__Work instructions__. Given the entries that follow, write out exactly the lines starting at the one containing "the chrome wheel" and ending at the one containing "of the headlight", both ends included, and only those.

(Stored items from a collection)
*** Block opens ***

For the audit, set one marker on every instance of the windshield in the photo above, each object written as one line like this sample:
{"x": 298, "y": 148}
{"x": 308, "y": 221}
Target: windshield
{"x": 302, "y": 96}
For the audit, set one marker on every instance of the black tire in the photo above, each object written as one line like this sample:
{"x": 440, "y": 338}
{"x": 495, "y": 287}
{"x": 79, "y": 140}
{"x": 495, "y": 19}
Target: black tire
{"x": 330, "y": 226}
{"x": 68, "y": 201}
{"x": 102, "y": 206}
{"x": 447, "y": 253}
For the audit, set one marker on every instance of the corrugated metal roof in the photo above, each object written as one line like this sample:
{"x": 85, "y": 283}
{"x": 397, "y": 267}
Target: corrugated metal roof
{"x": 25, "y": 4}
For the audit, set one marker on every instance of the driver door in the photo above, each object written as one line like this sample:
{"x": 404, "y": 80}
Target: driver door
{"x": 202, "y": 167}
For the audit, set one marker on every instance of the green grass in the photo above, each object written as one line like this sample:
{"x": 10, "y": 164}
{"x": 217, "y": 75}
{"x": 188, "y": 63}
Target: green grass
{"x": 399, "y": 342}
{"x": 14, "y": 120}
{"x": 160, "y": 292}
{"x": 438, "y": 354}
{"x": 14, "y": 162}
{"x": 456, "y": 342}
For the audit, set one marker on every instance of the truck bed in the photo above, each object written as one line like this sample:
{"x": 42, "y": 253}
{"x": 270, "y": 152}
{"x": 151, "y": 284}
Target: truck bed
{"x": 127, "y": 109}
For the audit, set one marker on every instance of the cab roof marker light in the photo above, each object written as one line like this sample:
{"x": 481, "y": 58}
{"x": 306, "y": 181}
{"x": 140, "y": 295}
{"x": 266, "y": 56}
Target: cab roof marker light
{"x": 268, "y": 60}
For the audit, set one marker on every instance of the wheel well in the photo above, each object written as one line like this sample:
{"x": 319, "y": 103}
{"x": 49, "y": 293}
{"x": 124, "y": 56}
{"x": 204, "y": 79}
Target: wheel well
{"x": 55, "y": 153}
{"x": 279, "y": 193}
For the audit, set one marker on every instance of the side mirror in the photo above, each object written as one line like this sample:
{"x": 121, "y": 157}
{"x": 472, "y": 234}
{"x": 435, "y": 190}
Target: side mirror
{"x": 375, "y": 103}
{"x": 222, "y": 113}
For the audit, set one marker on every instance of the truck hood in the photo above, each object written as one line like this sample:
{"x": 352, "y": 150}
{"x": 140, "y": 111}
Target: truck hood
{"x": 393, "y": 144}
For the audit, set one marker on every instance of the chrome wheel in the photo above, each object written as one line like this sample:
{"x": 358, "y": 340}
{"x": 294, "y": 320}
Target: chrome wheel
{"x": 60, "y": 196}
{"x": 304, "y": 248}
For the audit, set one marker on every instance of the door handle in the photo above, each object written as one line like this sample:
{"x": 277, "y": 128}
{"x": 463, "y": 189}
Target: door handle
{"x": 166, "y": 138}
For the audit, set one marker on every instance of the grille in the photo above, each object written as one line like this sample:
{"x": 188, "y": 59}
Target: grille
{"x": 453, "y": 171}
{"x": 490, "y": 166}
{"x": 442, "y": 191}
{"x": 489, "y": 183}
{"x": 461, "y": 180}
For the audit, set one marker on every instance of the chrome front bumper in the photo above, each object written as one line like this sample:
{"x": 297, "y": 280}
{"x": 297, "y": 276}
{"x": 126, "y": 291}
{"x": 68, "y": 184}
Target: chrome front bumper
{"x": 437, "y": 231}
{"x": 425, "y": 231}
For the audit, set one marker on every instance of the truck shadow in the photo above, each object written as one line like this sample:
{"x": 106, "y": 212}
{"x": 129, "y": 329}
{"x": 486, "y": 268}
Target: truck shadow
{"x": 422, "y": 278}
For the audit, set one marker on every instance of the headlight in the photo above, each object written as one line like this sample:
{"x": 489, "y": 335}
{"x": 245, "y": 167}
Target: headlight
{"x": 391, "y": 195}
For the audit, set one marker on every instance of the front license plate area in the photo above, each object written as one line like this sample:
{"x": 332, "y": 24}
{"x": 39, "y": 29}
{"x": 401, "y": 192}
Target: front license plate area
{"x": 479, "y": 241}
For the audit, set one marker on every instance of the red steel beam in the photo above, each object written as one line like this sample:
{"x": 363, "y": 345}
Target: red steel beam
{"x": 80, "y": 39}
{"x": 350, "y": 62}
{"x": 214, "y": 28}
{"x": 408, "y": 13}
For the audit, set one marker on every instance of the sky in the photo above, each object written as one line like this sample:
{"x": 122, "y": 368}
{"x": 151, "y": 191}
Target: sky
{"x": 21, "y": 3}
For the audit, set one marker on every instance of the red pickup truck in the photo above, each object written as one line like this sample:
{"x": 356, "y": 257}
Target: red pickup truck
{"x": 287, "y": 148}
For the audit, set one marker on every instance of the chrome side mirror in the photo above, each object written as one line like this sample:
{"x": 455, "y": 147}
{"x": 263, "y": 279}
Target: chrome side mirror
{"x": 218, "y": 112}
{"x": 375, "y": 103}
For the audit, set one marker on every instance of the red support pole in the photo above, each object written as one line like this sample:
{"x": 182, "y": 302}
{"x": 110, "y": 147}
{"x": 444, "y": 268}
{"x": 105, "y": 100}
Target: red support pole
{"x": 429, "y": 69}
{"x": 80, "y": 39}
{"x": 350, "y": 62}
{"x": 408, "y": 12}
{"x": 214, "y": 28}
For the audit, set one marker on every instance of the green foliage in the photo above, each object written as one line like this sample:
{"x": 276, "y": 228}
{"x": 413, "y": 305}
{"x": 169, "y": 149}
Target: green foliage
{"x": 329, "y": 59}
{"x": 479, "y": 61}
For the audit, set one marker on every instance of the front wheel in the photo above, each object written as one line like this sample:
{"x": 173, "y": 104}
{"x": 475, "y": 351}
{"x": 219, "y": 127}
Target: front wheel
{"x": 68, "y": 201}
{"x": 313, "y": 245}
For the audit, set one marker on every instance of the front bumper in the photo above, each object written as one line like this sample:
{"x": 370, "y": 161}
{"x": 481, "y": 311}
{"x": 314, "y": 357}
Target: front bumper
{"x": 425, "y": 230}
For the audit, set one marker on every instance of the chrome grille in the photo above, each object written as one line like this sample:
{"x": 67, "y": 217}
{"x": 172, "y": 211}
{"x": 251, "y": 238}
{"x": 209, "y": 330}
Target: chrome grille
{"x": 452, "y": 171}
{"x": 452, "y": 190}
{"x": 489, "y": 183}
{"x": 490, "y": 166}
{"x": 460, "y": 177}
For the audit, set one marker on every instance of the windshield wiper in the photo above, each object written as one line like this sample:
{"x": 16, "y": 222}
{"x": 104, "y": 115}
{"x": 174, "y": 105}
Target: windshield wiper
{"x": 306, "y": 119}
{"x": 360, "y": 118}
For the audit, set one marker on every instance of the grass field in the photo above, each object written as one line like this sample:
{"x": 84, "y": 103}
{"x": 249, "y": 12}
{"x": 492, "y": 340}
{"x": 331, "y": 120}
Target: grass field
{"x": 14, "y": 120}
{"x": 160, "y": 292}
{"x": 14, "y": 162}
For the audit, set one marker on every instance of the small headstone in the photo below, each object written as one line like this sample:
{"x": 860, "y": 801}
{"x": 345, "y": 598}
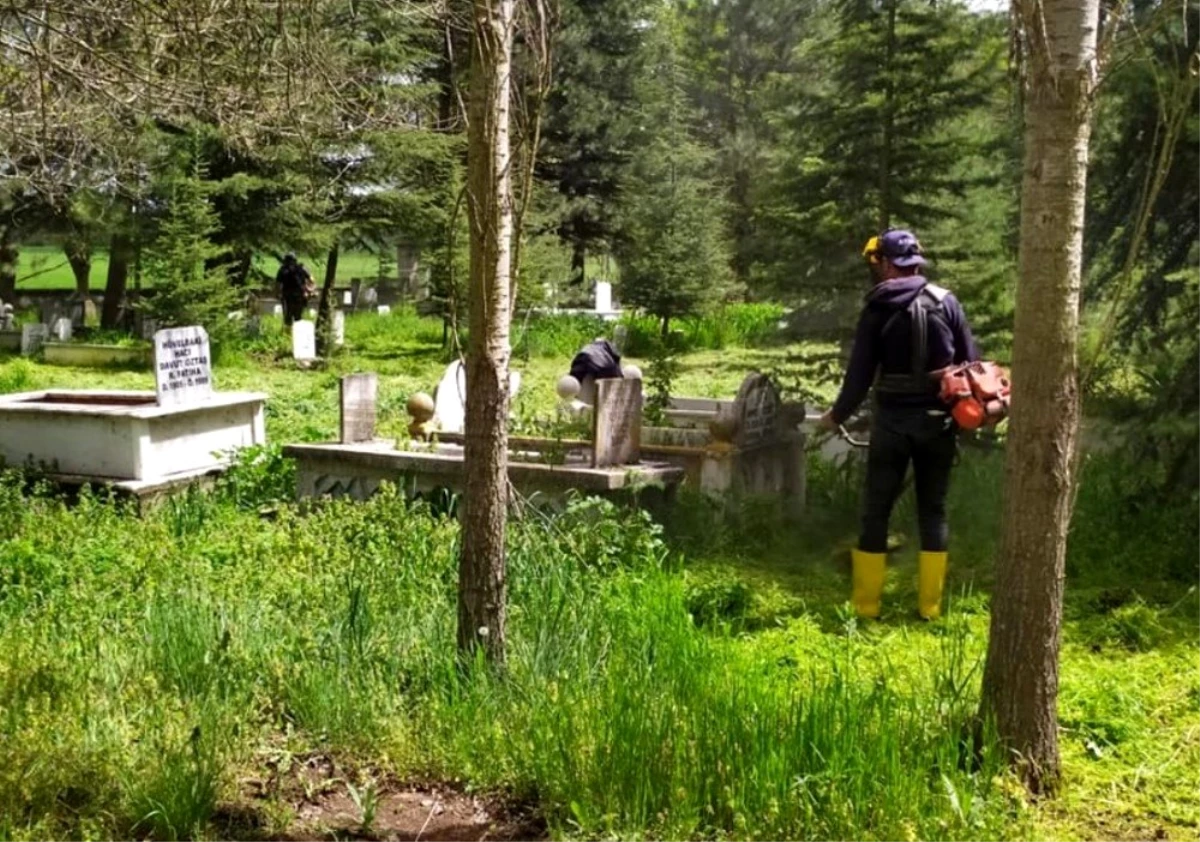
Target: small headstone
{"x": 33, "y": 337}
{"x": 183, "y": 366}
{"x": 304, "y": 341}
{"x": 450, "y": 398}
{"x": 619, "y": 337}
{"x": 339, "y": 328}
{"x": 358, "y": 401}
{"x": 757, "y": 412}
{"x": 617, "y": 422}
{"x": 63, "y": 330}
{"x": 604, "y": 296}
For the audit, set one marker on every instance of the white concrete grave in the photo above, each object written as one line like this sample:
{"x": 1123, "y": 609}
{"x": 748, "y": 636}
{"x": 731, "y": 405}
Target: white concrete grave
{"x": 339, "y": 328}
{"x": 183, "y": 366}
{"x": 33, "y": 337}
{"x": 604, "y": 296}
{"x": 304, "y": 341}
{"x": 63, "y": 330}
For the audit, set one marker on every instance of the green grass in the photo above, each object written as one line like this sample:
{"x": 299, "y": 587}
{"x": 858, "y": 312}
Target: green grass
{"x": 700, "y": 681}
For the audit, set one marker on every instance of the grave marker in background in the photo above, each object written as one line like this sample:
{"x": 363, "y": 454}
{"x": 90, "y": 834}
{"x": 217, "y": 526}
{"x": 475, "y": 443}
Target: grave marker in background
{"x": 304, "y": 341}
{"x": 183, "y": 366}
{"x": 358, "y": 403}
{"x": 617, "y": 422}
{"x": 63, "y": 330}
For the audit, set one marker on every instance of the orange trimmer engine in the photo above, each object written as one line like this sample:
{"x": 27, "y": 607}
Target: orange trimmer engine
{"x": 977, "y": 392}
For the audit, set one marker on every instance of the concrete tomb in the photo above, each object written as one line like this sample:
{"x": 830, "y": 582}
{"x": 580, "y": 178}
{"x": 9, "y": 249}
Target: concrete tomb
{"x": 138, "y": 441}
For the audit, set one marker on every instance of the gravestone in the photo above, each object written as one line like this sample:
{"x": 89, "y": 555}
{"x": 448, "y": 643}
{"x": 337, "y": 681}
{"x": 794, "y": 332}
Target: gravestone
{"x": 450, "y": 400}
{"x": 619, "y": 337}
{"x": 33, "y": 337}
{"x": 358, "y": 403}
{"x": 617, "y": 423}
{"x": 339, "y": 328}
{"x": 604, "y": 296}
{"x": 183, "y": 366}
{"x": 757, "y": 412}
{"x": 304, "y": 341}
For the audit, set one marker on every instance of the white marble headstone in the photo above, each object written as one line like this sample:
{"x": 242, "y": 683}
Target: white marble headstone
{"x": 63, "y": 330}
{"x": 33, "y": 337}
{"x": 339, "y": 328}
{"x": 183, "y": 366}
{"x": 604, "y": 296}
{"x": 304, "y": 341}
{"x": 450, "y": 400}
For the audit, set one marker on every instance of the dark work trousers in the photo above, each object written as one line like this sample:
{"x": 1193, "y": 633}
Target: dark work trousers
{"x": 293, "y": 308}
{"x": 900, "y": 435}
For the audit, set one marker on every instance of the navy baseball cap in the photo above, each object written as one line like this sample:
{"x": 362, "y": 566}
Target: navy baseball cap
{"x": 899, "y": 246}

*** Block closes ***

__Solution for this exercise__.
For the audit, set one marker on every instance of the chrome wheel in the photo above, each object written as one line like this sample:
{"x": 358, "y": 340}
{"x": 294, "y": 320}
Target: chrome wheel
{"x": 60, "y": 196}
{"x": 304, "y": 248}
For the audit, set one marker on every instance of the door handle in the photo above, each object written as one line like this sample:
{"x": 277, "y": 128}
{"x": 463, "y": 189}
Target: door handle
{"x": 166, "y": 138}
For the audit, set one marker on every instance of the grille in the photo above, each object written as one line like this sample:
{"x": 188, "y": 59}
Target: grille
{"x": 453, "y": 171}
{"x": 490, "y": 166}
{"x": 442, "y": 191}
{"x": 489, "y": 183}
{"x": 461, "y": 180}
For the audit, set one marker on every instance of the chrome front bumper in the photo above, each object written as one line like this sample:
{"x": 297, "y": 280}
{"x": 297, "y": 276}
{"x": 126, "y": 291}
{"x": 68, "y": 184}
Target: chrome front bumper
{"x": 437, "y": 231}
{"x": 425, "y": 231}
For the audit, set one marker on every instance of the truck shadow in the photo above, each object written as one line like this sample:
{"x": 106, "y": 212}
{"x": 129, "y": 329}
{"x": 486, "y": 268}
Target: truck shadow
{"x": 422, "y": 278}
For the audit, set one marker on every instance of the headlight in the photo above, each object written as one line like this sample:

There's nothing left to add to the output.